Dans le premier cas, la rumeur réveillait le traumatisme des tragiques affaires de pédophilie des années 90. Diffuser cette accusation permettait d’avoir un sentiment de maîtrise d’un danger potentiel (connaître un pédophile permet de maintenir à distance ses enfants ou ceux de ses proches), de réitérer son rejet de ce type d’acte et de faire preuve de solidarité en prévenant ses proches.

Dans le second cas, la rumeur jouait sur la peur des cambriolages, réactivée à chaque départ en vacances, lorsqu’on laisse sa demeure sans surveillance plusieurs jours d’affilée. Rappelons que les cambrioleurs ont d’autres moyens plus modernes – comme le téléphone – pour s’informer du résultat de leur guet sans attirer l’attention des propriétaires par des signes visibles. Diffuser cette information permet d’avoir l’impression de pouvoir prédire les vols et donc de s’en protéger. Cela permet aussi de faire preuve de solidarité avec ses voisins.

Dans le troisième cas, la crainte de voir se recréer une « Jungle de Calais » – dans cette région prisée par les réfugiés et migrants voulant se rendre en Angleterre – a déclenché l’interprétation erronée. On se rappelle les nombreux articles diffusés par des sites proches de l’extrême droite qui associent leur présence à l’augmentation de l’insécurité (voir à ce sujet la remise en contexte des statistiques de la criminalité en Allemagne). Diffuser la rumeur a permis au député de rassembler ses soutiens en vue de pouvoir mener une protestation d’ampleur et ainsi de provoquer des mesures officielles pour ne pas devoir gérer un possible nouveau regroupement de migrants.

Ces trois cas nous en disent long sur les peurs des activateurs des rumeurs et de leurs diffuseurs. Peut-on leur reprocher d’avoir éprouvé ce sentiment ? La peur est éprouvée par tout le monde. Elle ne se contrôle pas et les dangers de la pédophilie, de la dépossession de ses biens et de l’insécurité sont largement répandues et ressenties par chacun à un moment ou l’autre de sa vie. Nous pouvons donc comprendre ce sentiment. Cependant, la peur est mauvaise conseillère. Elle nous empêche de voir qu’il existe plusieurs interprétations possibles à un événement ou à un contenu et que certaines d’entre elles sont plus logiques, moins énergivores et/ou plus correctes.

Cette peur ne doit pas non plus nous faire oublier les conséquences néfastes que notre mauvaise interprétation a pu créer, parfois involontairement.
====
CONSIGNES
- A) Répondez brièvement aux questions suivantes d'après l'extrait sur les rumeurs.
(i) Quel traumatisme la rumeur réveillait-elle dans le premier cas ?
(ii) Quel moyen plus moderne les cambrioleurs ont-ils pour s'informer du résultat de leur guet ?
(iii) Quelle crainte a déclenché l'interprétation erronée dans le troisième cas ?
- B) Relevez, dans l'extrait sur les rumeurs, tous les dangers présentés comme largement répandus et ressentis par chacun à un moment ou l'autre de sa vie.

[Extraits de données d'étiquetage de lieux]
====
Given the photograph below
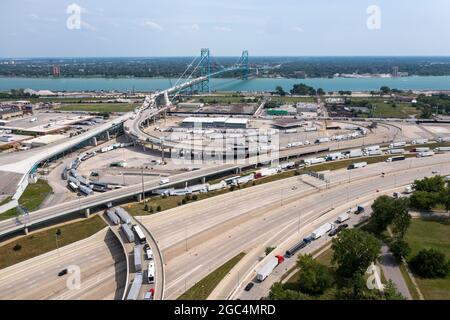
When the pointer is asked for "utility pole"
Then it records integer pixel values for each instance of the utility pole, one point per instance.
(143, 190)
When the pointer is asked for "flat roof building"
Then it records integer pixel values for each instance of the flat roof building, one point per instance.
(215, 122)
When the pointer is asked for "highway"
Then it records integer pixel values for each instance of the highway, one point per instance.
(215, 230)
(102, 269)
(11, 225)
(14, 224)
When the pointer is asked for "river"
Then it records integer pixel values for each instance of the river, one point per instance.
(257, 84)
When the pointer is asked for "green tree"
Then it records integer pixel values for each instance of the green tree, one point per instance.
(400, 249)
(278, 292)
(433, 184)
(386, 210)
(430, 263)
(269, 250)
(391, 292)
(385, 90)
(401, 222)
(314, 278)
(280, 91)
(424, 200)
(354, 287)
(354, 250)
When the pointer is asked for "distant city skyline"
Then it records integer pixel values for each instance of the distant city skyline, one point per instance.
(32, 28)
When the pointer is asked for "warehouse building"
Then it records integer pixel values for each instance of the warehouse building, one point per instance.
====
CORRIGÉS
- A)
(i) Le traumatisme des tragiques affaires de pédophilie des années 90.
(ii) Le téléphone.
(iii) La crainte de voir se recréer une « Jungle de Calais ».

- B)
- la pédophilie
- la dépossession de ses biens
- l'insécurité